— START —

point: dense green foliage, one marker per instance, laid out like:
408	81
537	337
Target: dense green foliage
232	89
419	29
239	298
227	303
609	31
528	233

— END —

WORK TO BE COMPLETED: Please arrange the material above as a Markdown table with the columns "Number" and "Entry," giving each line its own numbered row and leaving out blank lines.

FULL OUTPUT:
| Number | Entry |
|---|---|
| 1 | point: dense green foliage, one marker per instance, laid out like: |
| 2 | 408	81 |
| 3 | 537	337 |
| 4 | Target: dense green foliage |
| 5 | 232	89 |
| 6 | 419	29 |
| 7 | 239	298 |
| 8 | 227	303 |
| 9 | 609	31 |
| 10 | 528	233 |